WHAT IS BEING ASKED - Give the lines below again exactly, starting with the line that holds "Query: dark suit jacket" and going on through the line that holds "Segment every instance of the gold".

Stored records
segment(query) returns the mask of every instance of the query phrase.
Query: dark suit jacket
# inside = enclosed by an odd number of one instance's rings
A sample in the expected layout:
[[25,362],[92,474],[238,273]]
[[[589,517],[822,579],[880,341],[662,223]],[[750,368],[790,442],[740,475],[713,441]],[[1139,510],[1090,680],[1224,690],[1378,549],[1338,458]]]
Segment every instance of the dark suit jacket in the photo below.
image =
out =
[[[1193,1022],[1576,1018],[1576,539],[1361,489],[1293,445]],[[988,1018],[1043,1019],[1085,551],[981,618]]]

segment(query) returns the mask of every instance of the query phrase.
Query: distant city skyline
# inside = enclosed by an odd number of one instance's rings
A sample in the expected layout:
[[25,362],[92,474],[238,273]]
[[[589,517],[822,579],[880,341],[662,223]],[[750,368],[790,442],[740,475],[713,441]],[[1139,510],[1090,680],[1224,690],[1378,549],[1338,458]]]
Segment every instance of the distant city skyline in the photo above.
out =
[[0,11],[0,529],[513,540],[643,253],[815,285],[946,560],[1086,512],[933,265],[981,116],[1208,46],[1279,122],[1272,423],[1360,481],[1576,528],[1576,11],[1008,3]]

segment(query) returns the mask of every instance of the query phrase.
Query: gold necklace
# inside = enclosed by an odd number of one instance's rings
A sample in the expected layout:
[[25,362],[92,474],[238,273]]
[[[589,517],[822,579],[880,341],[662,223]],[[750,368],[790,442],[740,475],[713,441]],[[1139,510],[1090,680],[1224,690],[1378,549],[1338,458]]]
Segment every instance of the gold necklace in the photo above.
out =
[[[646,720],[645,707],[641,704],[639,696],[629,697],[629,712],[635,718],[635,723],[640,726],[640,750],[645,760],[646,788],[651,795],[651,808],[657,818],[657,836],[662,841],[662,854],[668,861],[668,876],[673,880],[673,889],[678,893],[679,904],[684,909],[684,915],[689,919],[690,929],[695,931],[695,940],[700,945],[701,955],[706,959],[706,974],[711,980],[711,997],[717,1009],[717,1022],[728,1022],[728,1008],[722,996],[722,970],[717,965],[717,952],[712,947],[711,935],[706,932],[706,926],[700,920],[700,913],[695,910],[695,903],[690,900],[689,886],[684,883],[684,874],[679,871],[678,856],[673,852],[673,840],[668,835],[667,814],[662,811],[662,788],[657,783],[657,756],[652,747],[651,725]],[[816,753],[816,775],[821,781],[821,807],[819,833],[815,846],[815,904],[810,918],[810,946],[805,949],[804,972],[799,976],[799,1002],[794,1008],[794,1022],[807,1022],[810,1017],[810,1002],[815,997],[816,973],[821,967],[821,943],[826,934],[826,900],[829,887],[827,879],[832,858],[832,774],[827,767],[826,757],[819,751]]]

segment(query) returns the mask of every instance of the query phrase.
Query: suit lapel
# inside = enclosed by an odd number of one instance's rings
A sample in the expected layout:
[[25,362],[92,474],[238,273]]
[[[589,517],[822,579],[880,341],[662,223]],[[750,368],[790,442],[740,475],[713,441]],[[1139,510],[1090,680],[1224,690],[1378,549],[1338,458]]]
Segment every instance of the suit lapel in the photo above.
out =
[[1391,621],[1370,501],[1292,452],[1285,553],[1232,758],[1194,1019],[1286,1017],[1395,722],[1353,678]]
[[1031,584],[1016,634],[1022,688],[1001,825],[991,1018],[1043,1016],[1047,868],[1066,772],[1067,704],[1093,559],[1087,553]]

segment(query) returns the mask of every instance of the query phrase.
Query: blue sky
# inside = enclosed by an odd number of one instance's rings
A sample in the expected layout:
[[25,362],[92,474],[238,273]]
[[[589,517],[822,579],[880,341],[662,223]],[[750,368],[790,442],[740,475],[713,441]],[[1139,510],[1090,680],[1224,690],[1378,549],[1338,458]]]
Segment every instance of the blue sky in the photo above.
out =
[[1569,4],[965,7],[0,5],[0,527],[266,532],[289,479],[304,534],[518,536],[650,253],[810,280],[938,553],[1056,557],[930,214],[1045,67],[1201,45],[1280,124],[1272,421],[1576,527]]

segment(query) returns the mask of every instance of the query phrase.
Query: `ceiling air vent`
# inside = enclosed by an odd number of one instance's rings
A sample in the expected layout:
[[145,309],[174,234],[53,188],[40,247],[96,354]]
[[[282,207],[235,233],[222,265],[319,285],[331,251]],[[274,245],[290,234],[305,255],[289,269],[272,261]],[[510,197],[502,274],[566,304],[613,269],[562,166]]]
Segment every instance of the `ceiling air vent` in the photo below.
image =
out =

EXERCISE OUTPUT -
Query: dark suit jacket
# inside = enclosed by an odd number of one instance's rings
A sample in the expected layout:
[[25,362],[92,474],[238,273]]
[[[589,517],[822,579],[880,341],[662,223]],[[750,368],[790,442],[740,475],[713,441]],[[1139,510],[1090,680],[1224,690],[1378,549],[1338,458]]]
Segment every instance of the dark suit jacket in the photo below.
image =
out =
[[[1193,1022],[1576,1018],[1576,539],[1361,489],[1293,445]],[[988,1018],[1043,1019],[1085,551],[981,618]]]

segment(query) returns the mask of every instance of the query phrase.
Query: distant city skyline
# inside = enclosed by an odd number of one instance's rings
A sample in the expected layout:
[[25,362],[92,474],[238,273]]
[[[589,517],[822,579],[880,341],[662,223]],[[750,368],[790,442],[740,475],[713,441]],[[1139,510],[1090,680],[1224,690],[1378,549],[1338,458]]]
Segment every instance of the distant city skyline in the photo above.
out =
[[0,11],[0,529],[513,540],[643,253],[815,285],[946,560],[1086,512],[933,265],[981,116],[1208,46],[1279,122],[1272,423],[1360,481],[1576,528],[1576,11],[1008,3]]

segment(query) returns the mask of every instance of the query phrase.
Query: gold necklace
# inside = enclosed by an odd number of one instance's rings
A sample in the expected layout:
[[25,362],[92,474],[238,273]]
[[[589,517],[822,579],[880,341],[662,223]],[[750,368],[790,442],[740,475],[713,441]],[[1139,510],[1090,680],[1224,690],[1378,549],[1338,458]]]
Segment every instance of the gold necklace in the photo above.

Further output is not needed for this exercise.